== What you are asked to do ==
What lines below contain the string "bowl"? List them all.

Items from a dataset
BEGIN

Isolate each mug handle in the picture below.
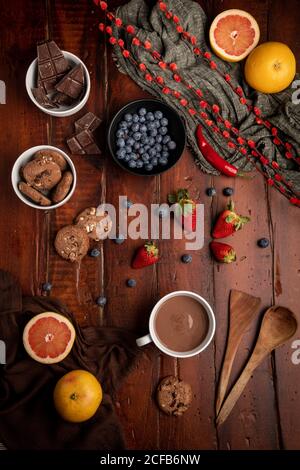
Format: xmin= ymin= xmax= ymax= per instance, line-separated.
xmin=136 ymin=333 xmax=152 ymax=347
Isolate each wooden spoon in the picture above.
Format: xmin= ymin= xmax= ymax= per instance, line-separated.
xmin=217 ymin=306 xmax=297 ymax=426
xmin=216 ymin=290 xmax=261 ymax=415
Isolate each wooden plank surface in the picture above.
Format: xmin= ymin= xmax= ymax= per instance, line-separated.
xmin=0 ymin=0 xmax=299 ymax=450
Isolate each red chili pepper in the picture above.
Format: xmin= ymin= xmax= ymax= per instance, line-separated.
xmin=196 ymin=125 xmax=239 ymax=177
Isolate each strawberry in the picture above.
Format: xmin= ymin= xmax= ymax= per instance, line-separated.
xmin=210 ymin=241 xmax=236 ymax=263
xmin=132 ymin=241 xmax=159 ymax=269
xmin=212 ymin=200 xmax=250 ymax=239
xmin=168 ymin=188 xmax=197 ymax=232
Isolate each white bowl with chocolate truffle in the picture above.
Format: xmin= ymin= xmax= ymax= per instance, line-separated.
xmin=11 ymin=145 xmax=77 ymax=210
xmin=25 ymin=40 xmax=90 ymax=117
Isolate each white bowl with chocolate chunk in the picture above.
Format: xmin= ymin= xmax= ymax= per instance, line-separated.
xmin=25 ymin=40 xmax=90 ymax=117
xmin=11 ymin=145 xmax=77 ymax=210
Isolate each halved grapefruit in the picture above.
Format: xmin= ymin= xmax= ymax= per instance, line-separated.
xmin=209 ymin=9 xmax=260 ymax=62
xmin=23 ymin=312 xmax=76 ymax=364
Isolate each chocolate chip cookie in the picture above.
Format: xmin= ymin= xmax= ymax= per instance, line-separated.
xmin=52 ymin=171 xmax=73 ymax=203
xmin=23 ymin=158 xmax=62 ymax=191
xmin=54 ymin=225 xmax=89 ymax=262
xmin=74 ymin=207 xmax=112 ymax=241
xmin=18 ymin=182 xmax=52 ymax=206
xmin=34 ymin=149 xmax=68 ymax=171
xmin=156 ymin=376 xmax=192 ymax=416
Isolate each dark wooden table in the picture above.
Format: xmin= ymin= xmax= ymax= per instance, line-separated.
xmin=1 ymin=0 xmax=300 ymax=450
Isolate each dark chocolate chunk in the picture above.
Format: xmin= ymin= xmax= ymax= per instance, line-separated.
xmin=75 ymin=112 xmax=102 ymax=133
xmin=32 ymin=87 xmax=58 ymax=109
xmin=67 ymin=130 xmax=101 ymax=155
xmin=52 ymin=92 xmax=75 ymax=106
xmin=55 ymin=64 xmax=85 ymax=100
xmin=37 ymin=40 xmax=70 ymax=93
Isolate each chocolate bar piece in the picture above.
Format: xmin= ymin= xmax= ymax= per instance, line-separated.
xmin=67 ymin=130 xmax=101 ymax=155
xmin=37 ymin=40 xmax=70 ymax=93
xmin=52 ymin=92 xmax=75 ymax=106
xmin=32 ymin=87 xmax=58 ymax=109
xmin=75 ymin=112 xmax=102 ymax=133
xmin=55 ymin=64 xmax=85 ymax=100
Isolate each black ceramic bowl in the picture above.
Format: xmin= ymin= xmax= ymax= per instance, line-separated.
xmin=108 ymin=99 xmax=186 ymax=176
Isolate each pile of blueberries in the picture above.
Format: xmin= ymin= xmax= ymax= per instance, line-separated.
xmin=115 ymin=107 xmax=177 ymax=172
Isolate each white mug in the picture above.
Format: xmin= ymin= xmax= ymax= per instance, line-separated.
xmin=136 ymin=290 xmax=216 ymax=358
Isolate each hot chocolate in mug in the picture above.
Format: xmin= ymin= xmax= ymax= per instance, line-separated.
xmin=136 ymin=290 xmax=216 ymax=358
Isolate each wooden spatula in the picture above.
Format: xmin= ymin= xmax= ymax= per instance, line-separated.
xmin=217 ymin=306 xmax=297 ymax=425
xmin=215 ymin=290 xmax=261 ymax=415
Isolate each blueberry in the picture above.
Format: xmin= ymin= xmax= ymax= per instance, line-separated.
xmin=257 ymin=238 xmax=269 ymax=248
xmin=127 ymin=278 xmax=137 ymax=288
xmin=144 ymin=145 xmax=150 ymax=151
xmin=162 ymin=135 xmax=171 ymax=144
xmin=139 ymin=107 xmax=147 ymax=116
xmin=159 ymin=157 xmax=168 ymax=165
xmin=132 ymin=114 xmax=139 ymax=123
xmin=133 ymin=132 xmax=142 ymax=141
xmin=149 ymin=148 xmax=157 ymax=157
xmin=146 ymin=112 xmax=154 ymax=121
xmin=42 ymin=282 xmax=52 ymax=292
xmin=154 ymin=111 xmax=163 ymax=119
xmin=116 ymin=138 xmax=125 ymax=147
xmin=145 ymin=163 xmax=153 ymax=171
xmin=156 ymin=134 xmax=163 ymax=143
xmin=148 ymin=137 xmax=155 ymax=146
xmin=181 ymin=254 xmax=192 ymax=264
xmin=116 ymin=129 xmax=125 ymax=138
xmin=134 ymin=142 xmax=140 ymax=150
xmin=124 ymin=154 xmax=131 ymax=162
xmin=160 ymin=117 xmax=168 ymax=126
xmin=129 ymin=153 xmax=138 ymax=161
xmin=206 ymin=187 xmax=216 ymax=197
xmin=119 ymin=121 xmax=128 ymax=129
xmin=114 ymin=234 xmax=125 ymax=244
xmin=162 ymin=151 xmax=169 ymax=158
xmin=147 ymin=122 xmax=155 ymax=131
xmin=90 ymin=248 xmax=100 ymax=257
xmin=139 ymin=147 xmax=145 ymax=154
xmin=168 ymin=140 xmax=177 ymax=150
xmin=162 ymin=145 xmax=168 ymax=151
xmin=125 ymin=145 xmax=132 ymax=153
xmin=159 ymin=126 xmax=168 ymax=135
xmin=142 ymin=154 xmax=150 ymax=162
xmin=96 ymin=296 xmax=107 ymax=307
xmin=127 ymin=137 xmax=135 ymax=146
xmin=131 ymin=123 xmax=139 ymax=132
xmin=223 ymin=187 xmax=234 ymax=196
xmin=154 ymin=120 xmax=161 ymax=128
xmin=116 ymin=148 xmax=126 ymax=159
xmin=141 ymin=135 xmax=149 ymax=145
xmin=139 ymin=116 xmax=146 ymax=123
xmin=140 ymin=124 xmax=147 ymax=133
xmin=136 ymin=160 xmax=144 ymax=168
xmin=128 ymin=160 xmax=137 ymax=168
xmin=151 ymin=157 xmax=158 ymax=166
xmin=154 ymin=143 xmax=162 ymax=152
xmin=124 ymin=113 xmax=133 ymax=122
xmin=124 ymin=199 xmax=133 ymax=208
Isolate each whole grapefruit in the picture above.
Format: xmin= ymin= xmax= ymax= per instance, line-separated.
xmin=209 ymin=9 xmax=260 ymax=62
xmin=245 ymin=42 xmax=296 ymax=93
xmin=23 ymin=312 xmax=76 ymax=364
xmin=53 ymin=370 xmax=103 ymax=423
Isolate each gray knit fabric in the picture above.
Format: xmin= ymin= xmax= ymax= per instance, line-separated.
xmin=112 ymin=0 xmax=300 ymax=190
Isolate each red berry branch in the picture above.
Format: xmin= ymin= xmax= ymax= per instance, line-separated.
xmin=95 ymin=1 xmax=300 ymax=207
xmin=158 ymin=1 xmax=300 ymax=169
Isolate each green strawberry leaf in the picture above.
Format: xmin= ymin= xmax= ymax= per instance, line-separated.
xmin=168 ymin=193 xmax=177 ymax=204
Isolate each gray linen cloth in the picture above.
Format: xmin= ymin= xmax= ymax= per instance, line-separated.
xmin=111 ymin=0 xmax=300 ymax=190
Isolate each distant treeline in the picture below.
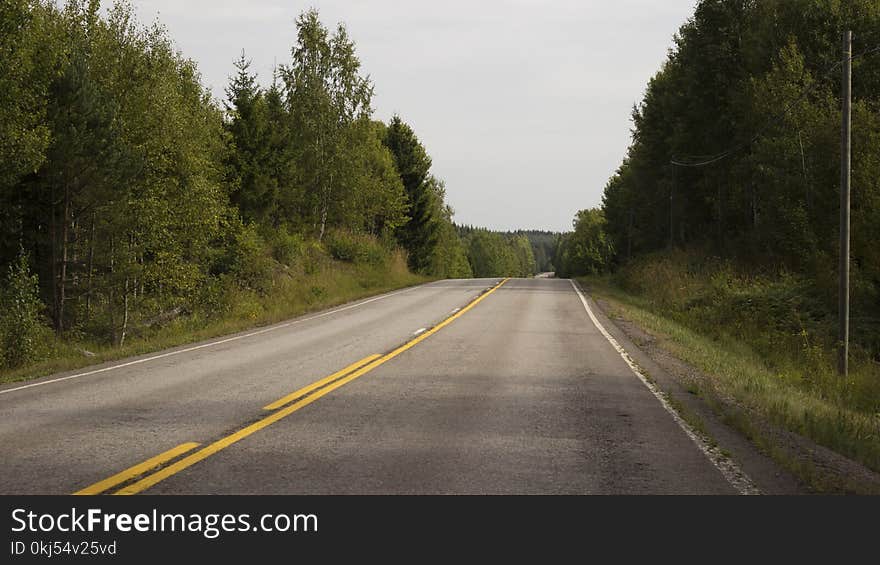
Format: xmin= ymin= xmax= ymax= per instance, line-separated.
xmin=511 ymin=230 xmax=558 ymax=273
xmin=0 ymin=1 xmax=488 ymax=367
xmin=454 ymin=226 xmax=534 ymax=278
xmin=559 ymin=0 xmax=880 ymax=356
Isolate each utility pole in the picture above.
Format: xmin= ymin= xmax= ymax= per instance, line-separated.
xmin=669 ymin=165 xmax=675 ymax=248
xmin=838 ymin=30 xmax=852 ymax=377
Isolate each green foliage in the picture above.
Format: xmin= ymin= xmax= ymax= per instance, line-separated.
xmin=555 ymin=209 xmax=613 ymax=278
xmin=0 ymin=252 xmax=49 ymax=368
xmin=510 ymin=235 xmax=537 ymax=277
xmin=589 ymin=248 xmax=880 ymax=475
xmin=281 ymin=9 xmax=375 ymax=240
xmin=383 ymin=116 xmax=442 ymax=273
xmin=343 ymin=121 xmax=409 ymax=237
xmin=513 ymin=230 xmax=558 ymax=273
xmin=0 ymin=4 xmax=473 ymax=375
xmin=429 ymin=219 xmax=473 ymax=279
xmin=325 ymin=230 xmax=388 ymax=266
xmin=0 ymin=0 xmax=53 ymax=197
xmin=461 ymin=229 xmax=536 ymax=278
xmin=578 ymin=0 xmax=880 ymax=472
xmin=613 ymin=249 xmax=878 ymax=397
xmin=266 ymin=226 xmax=304 ymax=267
xmin=0 ymin=0 xmax=232 ymax=342
xmin=228 ymin=224 xmax=274 ymax=292
xmin=224 ymin=53 xmax=285 ymax=227
xmin=222 ymin=12 xmax=410 ymax=251
xmin=594 ymin=0 xmax=880 ymax=360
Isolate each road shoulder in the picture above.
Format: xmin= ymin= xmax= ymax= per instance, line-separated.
xmin=574 ymin=280 xmax=807 ymax=494
xmin=580 ymin=280 xmax=880 ymax=494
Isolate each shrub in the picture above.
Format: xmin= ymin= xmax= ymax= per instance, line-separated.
xmin=229 ymin=224 xmax=273 ymax=292
xmin=325 ymin=230 xmax=358 ymax=262
xmin=302 ymin=240 xmax=327 ymax=275
xmin=0 ymin=253 xmax=49 ymax=368
xmin=266 ymin=226 xmax=304 ymax=267
xmin=325 ymin=230 xmax=388 ymax=266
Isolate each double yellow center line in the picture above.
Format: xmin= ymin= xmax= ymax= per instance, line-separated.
xmin=75 ymin=278 xmax=509 ymax=495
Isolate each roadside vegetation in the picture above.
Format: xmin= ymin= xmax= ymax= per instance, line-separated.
xmin=0 ymin=1 xmax=538 ymax=381
xmin=1 ymin=240 xmax=423 ymax=385
xmin=457 ymin=226 xmax=537 ymax=278
xmin=580 ymin=251 xmax=880 ymax=480
xmin=558 ymin=0 xmax=880 ymax=483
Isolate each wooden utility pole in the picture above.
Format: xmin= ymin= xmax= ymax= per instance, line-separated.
xmin=839 ymin=30 xmax=852 ymax=377
xmin=669 ymin=165 xmax=675 ymax=248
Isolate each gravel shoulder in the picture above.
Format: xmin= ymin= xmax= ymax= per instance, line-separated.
xmin=586 ymin=287 xmax=880 ymax=494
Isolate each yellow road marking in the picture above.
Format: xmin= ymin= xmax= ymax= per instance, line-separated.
xmin=73 ymin=442 xmax=200 ymax=495
xmin=264 ymin=354 xmax=382 ymax=411
xmin=113 ymin=278 xmax=509 ymax=495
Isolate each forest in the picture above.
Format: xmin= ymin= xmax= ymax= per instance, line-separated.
xmin=561 ymin=0 xmax=880 ymax=360
xmin=557 ymin=0 xmax=880 ymax=476
xmin=0 ymin=1 xmax=536 ymax=372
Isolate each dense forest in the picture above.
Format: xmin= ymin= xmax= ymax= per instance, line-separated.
xmin=603 ymin=0 xmax=879 ymax=271
xmin=0 ymin=1 xmax=528 ymax=370
xmin=456 ymin=226 xmax=555 ymax=278
xmin=559 ymin=0 xmax=880 ymax=358
xmin=551 ymin=0 xmax=880 ymax=477
xmin=511 ymin=230 xmax=558 ymax=273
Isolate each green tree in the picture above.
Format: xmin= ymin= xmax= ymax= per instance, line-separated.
xmin=596 ymin=0 xmax=880 ymax=357
xmin=464 ymin=230 xmax=532 ymax=278
xmin=556 ymin=209 xmax=613 ymax=277
xmin=0 ymin=0 xmax=54 ymax=200
xmin=7 ymin=1 xmax=231 ymax=344
xmin=224 ymin=53 xmax=279 ymax=227
xmin=281 ymin=9 xmax=373 ymax=240
xmin=510 ymin=235 xmax=537 ymax=277
xmin=0 ymin=251 xmax=47 ymax=368
xmin=383 ymin=115 xmax=442 ymax=272
xmin=345 ymin=121 xmax=409 ymax=237
xmin=428 ymin=208 xmax=473 ymax=279
xmin=263 ymin=76 xmax=297 ymax=228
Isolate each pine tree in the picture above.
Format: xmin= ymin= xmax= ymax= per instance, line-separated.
xmin=383 ymin=116 xmax=441 ymax=272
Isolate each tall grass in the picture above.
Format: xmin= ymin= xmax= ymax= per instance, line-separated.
xmin=580 ymin=249 xmax=880 ymax=476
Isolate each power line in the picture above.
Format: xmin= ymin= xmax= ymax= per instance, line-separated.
xmin=670 ymin=44 xmax=880 ymax=168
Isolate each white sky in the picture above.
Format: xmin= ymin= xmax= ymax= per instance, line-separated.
xmin=109 ymin=0 xmax=697 ymax=232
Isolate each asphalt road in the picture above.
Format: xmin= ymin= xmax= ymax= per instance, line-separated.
xmin=0 ymin=278 xmax=740 ymax=495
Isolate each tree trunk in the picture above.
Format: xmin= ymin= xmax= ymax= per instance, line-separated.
xmin=120 ymin=276 xmax=129 ymax=348
xmin=318 ymin=204 xmax=327 ymax=241
xmin=56 ymin=185 xmax=70 ymax=334
xmin=86 ymin=214 xmax=95 ymax=321
xmin=717 ymin=184 xmax=724 ymax=248
xmin=109 ymin=237 xmax=116 ymax=346
xmin=50 ymin=184 xmax=59 ymax=332
xmin=751 ymin=183 xmax=758 ymax=230
xmin=798 ymin=130 xmax=810 ymax=211
xmin=318 ymin=176 xmax=331 ymax=242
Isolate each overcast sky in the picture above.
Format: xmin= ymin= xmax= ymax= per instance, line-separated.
xmin=116 ymin=0 xmax=697 ymax=232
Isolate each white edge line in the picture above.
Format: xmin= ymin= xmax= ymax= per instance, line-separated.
xmin=569 ymin=279 xmax=760 ymax=496
xmin=0 ymin=283 xmax=435 ymax=397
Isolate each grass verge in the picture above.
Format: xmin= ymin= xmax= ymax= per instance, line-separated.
xmin=580 ymin=275 xmax=880 ymax=491
xmin=0 ymin=249 xmax=427 ymax=386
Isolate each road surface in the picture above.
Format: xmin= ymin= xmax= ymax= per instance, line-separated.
xmin=0 ymin=278 xmax=742 ymax=494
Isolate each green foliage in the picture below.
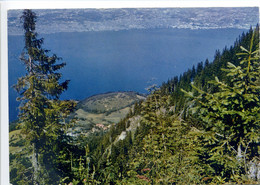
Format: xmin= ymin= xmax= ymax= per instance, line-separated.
xmin=61 ymin=145 xmax=100 ymax=185
xmin=123 ymin=91 xmax=207 ymax=184
xmin=182 ymin=28 xmax=260 ymax=183
xmin=10 ymin=155 xmax=33 ymax=185
xmin=12 ymin=9 xmax=76 ymax=184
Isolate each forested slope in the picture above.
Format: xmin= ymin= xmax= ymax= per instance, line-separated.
xmin=81 ymin=26 xmax=259 ymax=184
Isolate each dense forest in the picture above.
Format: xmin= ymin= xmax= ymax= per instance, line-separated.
xmin=10 ymin=10 xmax=259 ymax=184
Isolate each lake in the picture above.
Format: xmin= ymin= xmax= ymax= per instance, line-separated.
xmin=8 ymin=28 xmax=246 ymax=121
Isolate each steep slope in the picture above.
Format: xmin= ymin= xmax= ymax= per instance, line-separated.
xmin=90 ymin=26 xmax=260 ymax=184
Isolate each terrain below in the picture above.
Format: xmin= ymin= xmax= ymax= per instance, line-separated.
xmin=69 ymin=91 xmax=146 ymax=136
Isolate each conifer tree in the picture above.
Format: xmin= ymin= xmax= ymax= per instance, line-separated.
xmin=183 ymin=28 xmax=259 ymax=182
xmin=14 ymin=9 xmax=75 ymax=184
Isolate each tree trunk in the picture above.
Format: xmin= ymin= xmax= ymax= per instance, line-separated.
xmin=237 ymin=144 xmax=242 ymax=160
xmin=32 ymin=143 xmax=39 ymax=185
xmin=29 ymin=56 xmax=33 ymax=75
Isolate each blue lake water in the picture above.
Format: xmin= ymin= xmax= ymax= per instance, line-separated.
xmin=8 ymin=28 xmax=246 ymax=121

END

== Finished exercise ==
Isolate each white bowl with chocolate truffle in the picture above.
Isolate each white bowl with chocolate chunk in the picture above.
Isolate each black ceramic bowl in the picture above.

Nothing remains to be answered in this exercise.